» **TUS TAREAS**
a) Traduce al inglés esta oración del texto sobre Robert Lowell: "Lowell, nacido en Boston el 1 de marzo de 1917, destacaba por su profesionalismo en las letras."
b) Continúa el texto sobre Robert Lowell a partir de su última oración.

Edmund Wilson (1895-1972), escritor y crítico literario estadounidense, aseguraba que Robert Lowell no jugaba con la poesía y que tampoco pretendía impresionar con salidas ocasionales y emocionales más o menos ardientes.
“Su ambición es más alta y más seria y posee el talento suficiente como para emprender carreras poéticas de acuerdo a la escala del siglo XIX”, agregaba Wilson.
Lowell, nacido en Boston el 1 de marzo de 1917, destacaba por su profesionalismo en las letras.
Sus primeros trabajos se vieron infuenciados por el catolicismo, religión a la que se convirtió desde muy joven, y de la cual después se alejó.
Sus libros Land of Unlikeness (1944) y Lord Weary’s Castle (1946) brillaron en parte por la obsesión histórica y la insistencia teológica, indicó Carlos Monsiváis en la selección, traducción y presentación que hizo en 2008, y que publicó la Universidad Nacional Autónoma de México (UNAM).
Lowell fue voluntario en la Segunda Guerra Mundial, y según Monsiváis, Los bombardeos contra las poblaciones civiles de Japón y Alemania lo volvieron objeto de conciencia, lo que significó el encierro en un campo de trabajos forzados.
En 1951, publica The Mills of the Kavanaughs, suma de monólogos dramáticos y poemas narrativos, después se enreda en problemas causados por la depresión y el alcoholismo, y así aparece la célebre figura del poeta confesional.
Seguirían libros que marcaron una época como Notebook (1970), obra en la que se muestra con más intensidad que en el resto de sus producciones.
En septiembre el poeta abordó un taxi en Nueva York para morir a bordo tras un infarto.
A continuación, Poetripiados te presenta tres de sus textos, traducidos por Carlos Monsiváis.

» **SECCIÓN DE DATOS**

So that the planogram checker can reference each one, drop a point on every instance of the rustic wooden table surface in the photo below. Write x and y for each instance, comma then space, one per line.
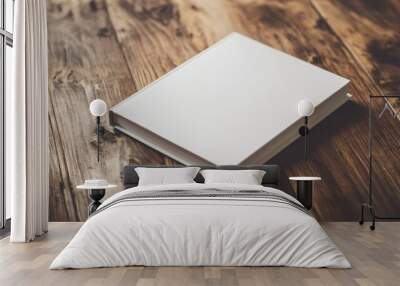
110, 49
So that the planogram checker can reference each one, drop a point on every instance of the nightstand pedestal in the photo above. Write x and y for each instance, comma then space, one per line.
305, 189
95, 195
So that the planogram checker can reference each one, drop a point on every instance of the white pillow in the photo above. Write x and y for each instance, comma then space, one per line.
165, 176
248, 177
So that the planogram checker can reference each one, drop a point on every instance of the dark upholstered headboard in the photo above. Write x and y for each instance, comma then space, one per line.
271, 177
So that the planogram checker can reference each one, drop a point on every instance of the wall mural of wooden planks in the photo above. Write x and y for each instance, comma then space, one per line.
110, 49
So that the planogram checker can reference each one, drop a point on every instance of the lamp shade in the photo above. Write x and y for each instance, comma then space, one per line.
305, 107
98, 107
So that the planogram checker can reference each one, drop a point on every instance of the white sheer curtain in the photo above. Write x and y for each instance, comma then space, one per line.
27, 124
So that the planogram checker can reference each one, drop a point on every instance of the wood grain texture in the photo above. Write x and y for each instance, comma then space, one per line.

* * *

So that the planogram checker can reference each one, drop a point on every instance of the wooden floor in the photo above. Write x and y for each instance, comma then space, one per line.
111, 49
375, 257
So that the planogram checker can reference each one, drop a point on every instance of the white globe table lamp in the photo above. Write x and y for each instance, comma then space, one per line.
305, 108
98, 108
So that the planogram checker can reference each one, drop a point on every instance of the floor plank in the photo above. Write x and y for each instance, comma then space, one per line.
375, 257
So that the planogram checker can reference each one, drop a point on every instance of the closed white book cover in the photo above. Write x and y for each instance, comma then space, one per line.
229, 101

...

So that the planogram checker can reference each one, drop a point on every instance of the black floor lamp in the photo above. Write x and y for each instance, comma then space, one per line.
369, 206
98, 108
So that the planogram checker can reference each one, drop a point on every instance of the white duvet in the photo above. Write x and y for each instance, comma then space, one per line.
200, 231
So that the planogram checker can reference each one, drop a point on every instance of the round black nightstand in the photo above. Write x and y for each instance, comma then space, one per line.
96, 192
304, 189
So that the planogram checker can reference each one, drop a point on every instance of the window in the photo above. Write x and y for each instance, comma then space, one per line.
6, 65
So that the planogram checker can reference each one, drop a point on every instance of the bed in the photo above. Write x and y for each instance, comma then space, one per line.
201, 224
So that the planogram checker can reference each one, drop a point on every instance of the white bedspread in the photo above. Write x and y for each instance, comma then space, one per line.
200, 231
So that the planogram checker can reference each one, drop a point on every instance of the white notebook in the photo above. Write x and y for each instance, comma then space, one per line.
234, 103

» **RESPUESTAS POR TAREA**
a) Lowell, born in Boston on March 1, 1917, stood out for his professionalism in letters.

b)
LOS SANTOS INOCENTES
Escucha, las campanillas del heno resuenan
mientras la carreta
de ruedas enllantadas se balancea sobre el alquitrán
y el hielo encenizado, bajo el molino de cáñamo
y el canal de los sábalos. Babeantes, los bueyes
se detienen
maravillados ante las defensas de un automóvil,
y enormemente se desplazan por la colina de San
Pedro.
He aquí a los no contaminados por mujer, su dolor
no es de este mundo:
el Rey Herodes grita venganza junto a las piernas de
Jesús trenzadas y tiesas en el aire.
Un rey de idiotas y de niños mudos. Más
Herodes que Herodes este mundo; y el año,
el mil novecientos cuarenta y cinco de gracia
enciende no sin fatiga y pérdidas la colina de escorias
de nuestra purificación; los bueyes se aproximan
al ruinoso cimiento de su establo,
el santo pesebre donde el lecho es maíz
y acebo que se esparce para la Navidad. Si como
Jesús
bajo el yugo ellos mueren, ¿quién los llorará?
¡Cordero de pastores, Niño, cuan quieto yaces!
De Lord Weary’s Castle
COMO UN ÁRBOL JUNTO AL AGUA
La oscuridad convoca a la tiniebla, y la
desgracia
se acoda en las ventanas de esta planificada
Babel de Boston donde nuestro dinero conversa
y prodiga tinieblas en una tierra
de preparación donde camina la Virgen
y las rosas circundan su rostro de esmalte
o en astillas se precipitan sobre calles resecas.
Nuestra Señora de Babilonia, adelante, adelante,
yo fui una vez tu hijo predilecto,
moscas, moscas sobre el árbol, en las calles.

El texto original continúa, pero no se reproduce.